**Trecho selecionado**
=====

O trecho na saída de Porto Alegre em direção ao Litoral, de apenas quatro quilômetros, apresenta 78 buracos – o equivalente a 12% do total da rodovia. Por outro lado, 12 quilômetros do trajeto final de quem está chegando a Osório possuem apenas duas cavidades.
Morador do Litoral Norte e habituado a fazer o trajeto para a Capital semanalmente, Marcos Lewis, 47 anos, lamenta a deterioração da pista.
— É impressionante o número de "panelas" que se formaram. Não caí em nenhuma ainda, porque já sei onde estão e aí desvio — comenta Lewis, referindo-se às cavidades redondas e fundas.
Às vésperas de um feriadão (de 7 de Setembro) e com a proximidade do verão, a preocupação maior é com quem não conhece ou não tem frequentado a freeway, já que as três pistas em cada sentido e a velocidade máxima de 110 km/h são as mesmas de quando havia manutenção da rodovia.
— Mesmo conhecendo a estrada, dirijo devagar para dar tempo de ver os buracos e desviar, mas, quando o movimento aumentar e os veículos em velocidade alta também, não sei como vai ser — observa Lewis.

=====

**Tarefas a realizar**
[1] Liste todos os termos que o trecho sobre a freeway emprega para nomear os defeitos na pista.
[2] Segundo o trecho sobre a freeway, a que porcentagem do total da rodovia correspondem os 78 buracos da saída de Porto Alegre?
Os itens não têm nenhuma função nesta atividade.

**Dados de entrada**
=====

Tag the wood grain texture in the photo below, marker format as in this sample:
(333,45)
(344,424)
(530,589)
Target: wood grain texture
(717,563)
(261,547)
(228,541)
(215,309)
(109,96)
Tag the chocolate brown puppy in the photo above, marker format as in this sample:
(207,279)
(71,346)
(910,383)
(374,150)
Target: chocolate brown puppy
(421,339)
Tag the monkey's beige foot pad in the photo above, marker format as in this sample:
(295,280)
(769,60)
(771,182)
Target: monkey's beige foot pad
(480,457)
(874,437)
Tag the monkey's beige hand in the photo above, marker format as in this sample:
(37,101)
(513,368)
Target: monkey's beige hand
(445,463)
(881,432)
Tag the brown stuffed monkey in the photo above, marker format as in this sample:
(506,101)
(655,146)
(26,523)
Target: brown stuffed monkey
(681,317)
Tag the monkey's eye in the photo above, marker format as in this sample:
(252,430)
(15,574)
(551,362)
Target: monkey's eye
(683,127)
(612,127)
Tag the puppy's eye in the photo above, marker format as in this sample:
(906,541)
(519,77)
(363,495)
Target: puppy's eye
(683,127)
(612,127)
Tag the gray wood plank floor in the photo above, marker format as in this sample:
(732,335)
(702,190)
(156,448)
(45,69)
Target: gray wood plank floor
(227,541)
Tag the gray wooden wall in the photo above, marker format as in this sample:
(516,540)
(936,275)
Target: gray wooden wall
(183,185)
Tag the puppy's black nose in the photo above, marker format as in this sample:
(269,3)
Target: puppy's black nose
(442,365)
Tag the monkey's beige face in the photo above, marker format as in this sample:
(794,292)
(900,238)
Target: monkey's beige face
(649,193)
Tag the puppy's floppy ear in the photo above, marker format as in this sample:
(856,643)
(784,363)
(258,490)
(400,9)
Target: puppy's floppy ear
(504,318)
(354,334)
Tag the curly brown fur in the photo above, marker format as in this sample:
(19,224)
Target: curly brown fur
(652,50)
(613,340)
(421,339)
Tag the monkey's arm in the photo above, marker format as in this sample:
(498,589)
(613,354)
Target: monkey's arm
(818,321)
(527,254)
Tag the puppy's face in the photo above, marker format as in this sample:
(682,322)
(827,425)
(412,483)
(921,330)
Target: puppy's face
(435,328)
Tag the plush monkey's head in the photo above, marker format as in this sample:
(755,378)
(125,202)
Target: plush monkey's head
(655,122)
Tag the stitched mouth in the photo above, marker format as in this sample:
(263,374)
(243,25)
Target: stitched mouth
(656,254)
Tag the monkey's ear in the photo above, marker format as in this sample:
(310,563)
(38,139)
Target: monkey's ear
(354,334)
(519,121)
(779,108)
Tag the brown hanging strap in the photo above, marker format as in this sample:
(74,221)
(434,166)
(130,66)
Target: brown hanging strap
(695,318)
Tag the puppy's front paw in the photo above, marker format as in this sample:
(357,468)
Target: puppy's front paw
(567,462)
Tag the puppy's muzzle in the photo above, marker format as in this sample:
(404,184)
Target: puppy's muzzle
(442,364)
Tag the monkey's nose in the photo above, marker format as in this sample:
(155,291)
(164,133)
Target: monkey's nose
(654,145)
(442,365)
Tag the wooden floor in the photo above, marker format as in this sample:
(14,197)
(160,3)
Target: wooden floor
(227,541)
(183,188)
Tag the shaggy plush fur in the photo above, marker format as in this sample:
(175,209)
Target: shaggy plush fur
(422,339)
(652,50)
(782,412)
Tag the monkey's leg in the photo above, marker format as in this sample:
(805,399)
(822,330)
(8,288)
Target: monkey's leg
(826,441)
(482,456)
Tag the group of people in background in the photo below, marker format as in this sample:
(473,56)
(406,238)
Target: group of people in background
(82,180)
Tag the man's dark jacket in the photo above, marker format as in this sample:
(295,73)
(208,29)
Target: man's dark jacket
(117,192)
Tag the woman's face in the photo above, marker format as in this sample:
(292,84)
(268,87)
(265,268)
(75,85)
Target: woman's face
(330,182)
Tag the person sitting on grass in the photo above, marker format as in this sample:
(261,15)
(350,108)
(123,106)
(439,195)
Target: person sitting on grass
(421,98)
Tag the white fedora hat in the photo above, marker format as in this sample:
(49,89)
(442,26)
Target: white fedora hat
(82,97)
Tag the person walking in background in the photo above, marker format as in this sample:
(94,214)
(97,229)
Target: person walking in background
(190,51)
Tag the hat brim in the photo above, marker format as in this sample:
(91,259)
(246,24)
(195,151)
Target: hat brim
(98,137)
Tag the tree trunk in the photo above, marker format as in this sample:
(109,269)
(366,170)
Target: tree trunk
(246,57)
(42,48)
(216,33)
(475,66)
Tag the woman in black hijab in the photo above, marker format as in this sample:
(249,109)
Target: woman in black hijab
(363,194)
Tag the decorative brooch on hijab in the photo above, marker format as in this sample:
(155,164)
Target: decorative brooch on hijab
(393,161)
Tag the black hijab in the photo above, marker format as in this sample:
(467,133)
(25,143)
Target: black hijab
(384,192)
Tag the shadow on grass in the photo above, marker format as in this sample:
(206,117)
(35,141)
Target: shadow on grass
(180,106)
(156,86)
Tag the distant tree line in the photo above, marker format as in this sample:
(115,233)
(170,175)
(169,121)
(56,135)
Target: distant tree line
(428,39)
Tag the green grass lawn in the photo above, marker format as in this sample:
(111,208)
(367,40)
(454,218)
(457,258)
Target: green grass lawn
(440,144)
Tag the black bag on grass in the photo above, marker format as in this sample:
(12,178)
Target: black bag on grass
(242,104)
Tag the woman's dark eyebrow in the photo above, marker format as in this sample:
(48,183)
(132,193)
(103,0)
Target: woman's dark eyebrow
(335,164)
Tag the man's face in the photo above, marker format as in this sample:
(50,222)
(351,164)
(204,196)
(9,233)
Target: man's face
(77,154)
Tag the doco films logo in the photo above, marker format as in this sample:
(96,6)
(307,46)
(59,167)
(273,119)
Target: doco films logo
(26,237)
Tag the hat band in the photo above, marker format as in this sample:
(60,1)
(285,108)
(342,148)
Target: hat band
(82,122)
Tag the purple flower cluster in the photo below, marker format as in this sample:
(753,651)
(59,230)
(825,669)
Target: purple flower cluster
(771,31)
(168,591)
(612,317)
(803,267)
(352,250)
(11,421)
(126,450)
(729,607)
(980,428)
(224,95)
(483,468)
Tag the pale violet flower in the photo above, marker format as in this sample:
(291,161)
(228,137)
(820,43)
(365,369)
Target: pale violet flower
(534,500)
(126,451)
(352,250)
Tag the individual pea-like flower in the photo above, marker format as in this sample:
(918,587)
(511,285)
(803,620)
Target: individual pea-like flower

=====

**Respostas das tarefas**
[1] buracos, cavidades, "panelas"

[2] Correspondem a 12% do total da rodovia.